▶ **Exercise aim**:
Copy the listing below line for line, changing nothing.

▶ **Supplied records**:

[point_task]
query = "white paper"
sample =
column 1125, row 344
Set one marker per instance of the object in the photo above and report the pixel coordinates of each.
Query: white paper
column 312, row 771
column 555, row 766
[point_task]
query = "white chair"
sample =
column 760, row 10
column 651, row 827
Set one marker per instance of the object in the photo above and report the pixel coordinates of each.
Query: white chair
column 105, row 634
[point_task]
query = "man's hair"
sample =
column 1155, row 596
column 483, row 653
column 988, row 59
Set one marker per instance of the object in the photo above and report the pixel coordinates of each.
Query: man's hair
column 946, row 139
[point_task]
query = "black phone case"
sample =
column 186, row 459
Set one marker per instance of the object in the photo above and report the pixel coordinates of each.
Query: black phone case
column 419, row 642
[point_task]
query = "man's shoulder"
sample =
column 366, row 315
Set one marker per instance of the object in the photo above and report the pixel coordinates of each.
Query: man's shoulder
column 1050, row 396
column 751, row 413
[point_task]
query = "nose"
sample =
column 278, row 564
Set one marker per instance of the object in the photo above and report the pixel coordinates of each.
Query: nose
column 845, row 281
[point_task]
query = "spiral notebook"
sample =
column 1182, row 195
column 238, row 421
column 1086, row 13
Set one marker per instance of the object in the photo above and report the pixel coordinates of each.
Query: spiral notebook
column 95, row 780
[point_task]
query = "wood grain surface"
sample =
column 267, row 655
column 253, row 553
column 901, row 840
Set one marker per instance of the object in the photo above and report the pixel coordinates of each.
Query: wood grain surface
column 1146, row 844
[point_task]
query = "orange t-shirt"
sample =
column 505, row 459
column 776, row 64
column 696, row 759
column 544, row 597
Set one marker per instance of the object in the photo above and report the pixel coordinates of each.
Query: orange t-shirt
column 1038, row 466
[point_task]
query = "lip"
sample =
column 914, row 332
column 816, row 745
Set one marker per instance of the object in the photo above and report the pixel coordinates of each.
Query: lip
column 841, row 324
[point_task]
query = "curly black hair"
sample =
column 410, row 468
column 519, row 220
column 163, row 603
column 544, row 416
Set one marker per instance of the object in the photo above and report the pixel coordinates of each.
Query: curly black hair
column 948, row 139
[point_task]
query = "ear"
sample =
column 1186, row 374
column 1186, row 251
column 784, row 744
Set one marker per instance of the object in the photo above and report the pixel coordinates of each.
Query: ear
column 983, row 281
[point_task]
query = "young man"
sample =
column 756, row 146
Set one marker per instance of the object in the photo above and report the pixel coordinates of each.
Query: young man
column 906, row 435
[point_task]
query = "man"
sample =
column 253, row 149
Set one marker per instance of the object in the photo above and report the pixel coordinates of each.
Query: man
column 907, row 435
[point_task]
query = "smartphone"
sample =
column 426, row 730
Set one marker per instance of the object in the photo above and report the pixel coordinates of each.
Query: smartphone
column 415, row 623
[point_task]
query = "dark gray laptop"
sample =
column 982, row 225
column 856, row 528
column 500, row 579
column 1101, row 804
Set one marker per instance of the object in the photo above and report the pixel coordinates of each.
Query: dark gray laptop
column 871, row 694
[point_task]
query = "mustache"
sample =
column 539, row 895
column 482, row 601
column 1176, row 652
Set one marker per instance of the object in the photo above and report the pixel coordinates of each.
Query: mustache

▶ **Exercise answer**:
[point_task]
query = "white paper"
sample =
column 1125, row 344
Set one marker per instance of the object in the photo above and report the pixel coordinates of each.
Query: white paper
column 312, row 771
column 555, row 766
[point_task]
query = "white chair"
sample =
column 760, row 10
column 651, row 827
Set one marker per instance of the object in the photo above and report the pixel coordinates of each.
Query: white chair
column 105, row 634
[point_task]
query = "man's hair"
sample =
column 1155, row 596
column 483, row 653
column 988, row 59
Set one marker per instance of the object in the photo above and report the pixel coordinates of each.
Query: man's hair
column 946, row 139
[point_task]
query = "black phone case"
sample =
column 186, row 459
Set one marker per instance of the object in the photo above and report the pixel coordinates of each.
Query: black phone case
column 419, row 642
[point_task]
query = "man's shoulder"
sample =
column 366, row 315
Set one marker per instance of the object in the photo above and report the pixel coordinates of each.
Query: man's shoulder
column 1050, row 396
column 751, row 413
[point_task]
query = "nose"
sample =
column 278, row 564
Set one marker per instance of the object in the photo above and report the pixel coordinates of each.
Query: nose
column 845, row 281
[point_task]
query = "spiral notebook"
sample =
column 1182, row 195
column 238, row 421
column 1086, row 13
Set one marker per instance of the object in the photo above and report the pixel coordinates of each.
Query: spiral notebook
column 95, row 780
[point_task]
query = "wood grain surface"
sample =
column 267, row 655
column 253, row 553
column 901, row 840
Set one marker per instance of the object in the photo above and report the pixel coordinates of each.
Query: wood grain surface
column 1146, row 844
[point_task]
query = "orange t-shirt"
sample =
column 505, row 459
column 776, row 64
column 696, row 759
column 544, row 597
Set one marker per instance of the object in the photo above and report the pixel coordinates of each.
Query: orange t-shirt
column 1038, row 466
[point_task]
query = "lip"
sample =
column 914, row 332
column 816, row 745
Set one marker per instance of the object in the photo above and report the pixel coordinates of each.
Query: lip
column 841, row 324
[point_task]
query = "curly black hair"
sample =
column 410, row 468
column 519, row 220
column 163, row 603
column 544, row 416
Set one marker per instance of the object in the photo above and report the pixel coordinates of each.
Query: curly black hair
column 948, row 139
[point_task]
query = "ear"
sample =
column 1186, row 374
column 1186, row 251
column 784, row 744
Set one marker per instance of the object in the photo above and report the pixel coordinates of each.
Query: ear
column 983, row 281
[point_task]
query = "young man"
sample =
column 756, row 146
Set one marker per instance of the object in the photo above and report the pixel coordinates of each.
Query: young man
column 906, row 435
[point_task]
query = "man"
sample =
column 253, row 149
Set one marker per instance of the object in the photo above and report the pixel coordinates of each.
Query: man
column 907, row 435
[point_task]
query = "smartphone"
sample =
column 426, row 730
Set one marker per instance of the object in the photo above and report the pixel coordinates of each.
Query: smartphone
column 415, row 623
[point_task]
query = "dark gray laptop"
sample =
column 982, row 225
column 856, row 528
column 500, row 579
column 1101, row 804
Set one marker per instance of the object in the photo above and report the pixel coordinates of each.
Query: dark gray laptop
column 871, row 694
[point_task]
query = "mustache"
sample =
column 539, row 895
column 482, row 601
column 1176, row 652
Set one marker per instance of the object in the photo above and report the pixel coordinates of each.
Query: mustache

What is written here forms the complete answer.